:: List of tasks ::
a: In the Neuralink article, reproduce the passage starting with "The chips, which" and going on through "mind as well.", substituting "pointer" for "cursor".
b: Proceed with the article on Neuralink's brain chips, picking up after its final sentence.

*** Document passage ***

Elon Musk announced on Wednesday during a presentation for his Neuralink brain chips that human trials could begin in as little as six months. But the news isn’t sitting well with everyone given that numerous monkeys who had the chips implanted became ill and were euthanized during testing.
The chips, which are designed to be implanted into the human brain, seek to enable wireless communication between people and computers. The technology could theoretically be used to aid disabled individuals in communication and possibly physical movement.
During Musk’s so-called “show and tell” event, a monkey with an implanted chip was shown controlling a cursor on a computer with its mind.
The demo was similar to one held by Neuralink last year in which a monkey was seen playing pong with its mind as well.
Yet Musk’s much-anticipated event has been overshadowed by reports from earlier this year accusing Neuralink of “mutilating and killing monkeys” during its tests. A website launched by the Physicians Committee for Responsible Medicine (PCRM) warned that the company’s experiments at the University of California, Davis, “resulted in chronic infections, seizures, paralysis, internal bleeding, and declining psychological health.”
The allegations came after the PCRM filed a lawsuit against the university that enabled them to obtain lab notes from the experiments. In one noted incident, a monkey was seen “repeatedly vomiting, gasping, retching and had very little interaction with environment/observers” two days after having the brain implant installed.

*** End of Document passage ***
*** Data supplied ***

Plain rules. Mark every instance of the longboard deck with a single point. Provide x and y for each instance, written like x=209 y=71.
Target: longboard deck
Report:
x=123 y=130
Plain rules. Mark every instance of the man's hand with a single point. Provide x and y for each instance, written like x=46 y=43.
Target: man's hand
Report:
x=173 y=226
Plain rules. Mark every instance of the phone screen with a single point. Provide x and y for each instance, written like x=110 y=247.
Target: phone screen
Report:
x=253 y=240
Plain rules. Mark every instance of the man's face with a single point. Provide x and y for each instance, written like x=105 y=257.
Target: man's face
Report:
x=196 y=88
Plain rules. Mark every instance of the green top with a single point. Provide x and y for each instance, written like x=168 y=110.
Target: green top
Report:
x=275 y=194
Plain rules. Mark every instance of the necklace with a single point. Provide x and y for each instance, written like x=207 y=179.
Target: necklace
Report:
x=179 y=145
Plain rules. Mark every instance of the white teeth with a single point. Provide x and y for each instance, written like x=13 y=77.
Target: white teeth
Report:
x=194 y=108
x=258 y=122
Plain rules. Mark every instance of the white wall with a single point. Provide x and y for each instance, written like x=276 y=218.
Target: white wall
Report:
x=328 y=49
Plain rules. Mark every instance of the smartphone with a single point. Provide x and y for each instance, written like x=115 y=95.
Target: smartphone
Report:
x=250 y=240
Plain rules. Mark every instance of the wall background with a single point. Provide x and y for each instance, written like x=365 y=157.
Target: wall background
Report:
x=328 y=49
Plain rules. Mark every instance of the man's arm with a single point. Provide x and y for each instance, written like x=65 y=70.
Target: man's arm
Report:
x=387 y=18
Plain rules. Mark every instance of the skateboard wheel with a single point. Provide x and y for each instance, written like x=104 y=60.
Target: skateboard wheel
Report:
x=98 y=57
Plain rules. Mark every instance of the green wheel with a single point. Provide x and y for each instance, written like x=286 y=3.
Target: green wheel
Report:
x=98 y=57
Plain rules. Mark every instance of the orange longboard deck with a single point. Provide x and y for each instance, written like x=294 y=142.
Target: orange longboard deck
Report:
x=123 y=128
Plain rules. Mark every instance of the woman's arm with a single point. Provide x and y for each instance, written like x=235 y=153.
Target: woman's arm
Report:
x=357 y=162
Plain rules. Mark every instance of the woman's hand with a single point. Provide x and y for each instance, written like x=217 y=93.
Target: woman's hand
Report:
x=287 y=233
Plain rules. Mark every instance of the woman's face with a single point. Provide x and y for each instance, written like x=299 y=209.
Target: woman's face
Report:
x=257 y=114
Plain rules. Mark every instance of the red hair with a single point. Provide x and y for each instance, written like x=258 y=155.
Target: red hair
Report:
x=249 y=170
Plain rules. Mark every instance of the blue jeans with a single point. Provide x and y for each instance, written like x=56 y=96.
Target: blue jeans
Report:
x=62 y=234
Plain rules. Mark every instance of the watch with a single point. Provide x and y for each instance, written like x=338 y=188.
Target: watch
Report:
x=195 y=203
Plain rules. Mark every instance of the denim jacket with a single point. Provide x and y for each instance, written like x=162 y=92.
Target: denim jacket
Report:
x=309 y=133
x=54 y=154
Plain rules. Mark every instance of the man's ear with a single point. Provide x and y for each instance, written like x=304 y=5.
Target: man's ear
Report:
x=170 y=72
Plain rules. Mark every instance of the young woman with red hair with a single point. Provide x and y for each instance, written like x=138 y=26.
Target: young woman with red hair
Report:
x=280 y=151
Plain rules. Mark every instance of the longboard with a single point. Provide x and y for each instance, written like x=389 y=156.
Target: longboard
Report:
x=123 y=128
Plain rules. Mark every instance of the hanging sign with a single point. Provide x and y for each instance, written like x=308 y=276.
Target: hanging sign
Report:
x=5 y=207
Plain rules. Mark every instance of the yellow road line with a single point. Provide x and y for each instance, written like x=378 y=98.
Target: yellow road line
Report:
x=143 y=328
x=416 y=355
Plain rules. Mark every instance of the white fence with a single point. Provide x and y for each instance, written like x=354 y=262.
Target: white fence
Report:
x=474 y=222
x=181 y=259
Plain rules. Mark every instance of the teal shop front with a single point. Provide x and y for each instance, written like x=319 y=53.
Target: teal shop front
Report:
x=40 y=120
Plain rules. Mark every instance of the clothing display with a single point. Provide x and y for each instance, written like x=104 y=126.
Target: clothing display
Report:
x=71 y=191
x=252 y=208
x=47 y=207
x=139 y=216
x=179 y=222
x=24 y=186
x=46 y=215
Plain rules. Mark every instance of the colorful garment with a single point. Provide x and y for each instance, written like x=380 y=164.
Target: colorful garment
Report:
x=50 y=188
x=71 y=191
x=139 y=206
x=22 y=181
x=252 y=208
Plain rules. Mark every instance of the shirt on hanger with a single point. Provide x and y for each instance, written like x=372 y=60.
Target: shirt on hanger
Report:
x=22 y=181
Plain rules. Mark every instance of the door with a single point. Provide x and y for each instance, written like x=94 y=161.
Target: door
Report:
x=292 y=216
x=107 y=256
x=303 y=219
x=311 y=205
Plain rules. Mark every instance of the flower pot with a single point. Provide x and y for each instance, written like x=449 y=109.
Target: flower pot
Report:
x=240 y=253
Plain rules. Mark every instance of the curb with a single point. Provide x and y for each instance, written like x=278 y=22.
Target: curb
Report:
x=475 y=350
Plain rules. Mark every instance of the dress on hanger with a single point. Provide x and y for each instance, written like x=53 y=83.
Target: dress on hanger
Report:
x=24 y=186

*** End of Data supplied ***

:: Answers by item ::
a:
The chips, which are designed to be implanted into the human brain, seek to enable wireless communication between people and computers. The technology could theoretically be used to aid disabled individuals in communication and possibly physical movement.
During Musk’s so-called “show and tell” event, a monkey with an implanted chip was shown controlling a pointer on a computer with its mind.
The demo was similar to one held by Neuralink last year in which a monkey was seen playing pong with its mind as well.

b:
In another incident, a monkey was found missing some of its fingers and toes “possibly from self-mutilation or some other unspecified trauma.”
Several of the monkeys were ultimately euthanized due to injuries and infections stemming from the implantation procedure. The PCRM is also attempting to get the university to release hundreds of photos taken during the experiments.
Neuralink responded to the controversy in February by stating that it approached its work with animals in the “most humane and ethical way possible.”
Users across social media, however, were quick to remind Musk of the monkey controversy following Wednesday’s event.
It is now up to the Food and Drug Administration to decide whether the technology is ready for human clinical trials.
A number of people said the Neuralink news about human testing gave Musk fanboys an opportunity to prove themselves.
However, not all of the criticisms against Neuralink this week were legitimate.
A fake screenshot of a USA Today article claiming that 3,000 monkeys died during testing, representing a 98% fatality rate, also circulated online despite being untrue.